* _TEKS TERPILIH_
:::

UU Pemda Rawan Korupsi
Indonesia Corruption Watch (ICW), Pusat Kajian Anti Korupsi (Pukat) UGM dan PUSAKO menilai Pasal 30 UU Nomor 32 Tahun 2004

Laporan Wartawan Tribunnews.com, Imanuel Nicolas Manafe
TRIBUNNEWS.COM, JAKARTA - Indonesia Corruption Watch (ICW), Pusat Kajian Anti Korupsi (Pukat) UGM dan PUSAKO menilai Pasal 30 UU Nomor 32 Tahun 2004 tentang Pemerintah Daerah (Pemda) mengenai proses pemecatan Kepala Daerah tidak tegas. Untuk itu mereka selaku pemohon mendaftarkan untuk diujimateriilkan ke Mahkamah Konstitusi.
"Proses pemecatan kepala daerah tidak selamanya mulus, saat ini muncul perlawanan balik dari koruptor ketika posisinya sebagai kepala daerah dilengserkan oleh pemerintah pusat," ujar seorang Tim Advokasi untuk Pemerintahan Daerah Yang Bersih, Alvon Kurnia Palma kepada wartawan di Gedung Mahkamah Konstitusi, Jalan Medan Merdeka Barat, Jakarta Pusat, Senin (23/7/2012).

:::

* _DATA YANG DISEDIAKAN_
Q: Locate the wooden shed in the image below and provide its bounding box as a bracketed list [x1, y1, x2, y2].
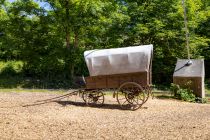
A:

:::

* _DAFTAR TUGAS_
1. Menurut artikel tentang UU Pemda, pasal mana dalam UU Nomor 32 Tahun 2004 yang dinilai tidak tegas, dan apa yang diatur pasal tersebut?
2. Teruskan artikel tentang UU Pemda, dimulai tepat sesudah kalimat terakhir yang tercantum.
Listing di atas tidak diperlukan untuk pengerjaan.

* _KELUARAN YANG DIHARAPKAN_
1. Pasal 30, yang mengatur proses pemecatan kepala daerah.

2.
Pasal 30 ayat (1) UU Pemda yang dimaksud berbunyi, Kepala daerah dan/atau wakil kepala daerah diberhentikan sementara oleh Presiden tanpa melalui usulan DPRD apabila dinyatakan melakukan tindak pidana kejahatan yang diancam dengan pidana penjara paling singkat 5 (lima) tahun atau lebih berdasarkan putusan pengadilan
Menurut Alvon, Pasal 30 ayat (1) UU Pemda tersebut tidak singkron dengan UU Nomor 20 tahun 2001 tentang Tindak Pidana Korupsi (Tipikor). Sebab, tidak ada satupun ketentuan pidana dalam UU Tipikor maupun UU lainnya yang menyebutkan ancaman pidana minimal 5 tahun.
"Kalau ini menjadi sandingan pemerintah atau negara untuk memberhentikan bisa-bisa tidak ada kepala daerah yang diberhentikan. Ini supaya ," kata Alvon.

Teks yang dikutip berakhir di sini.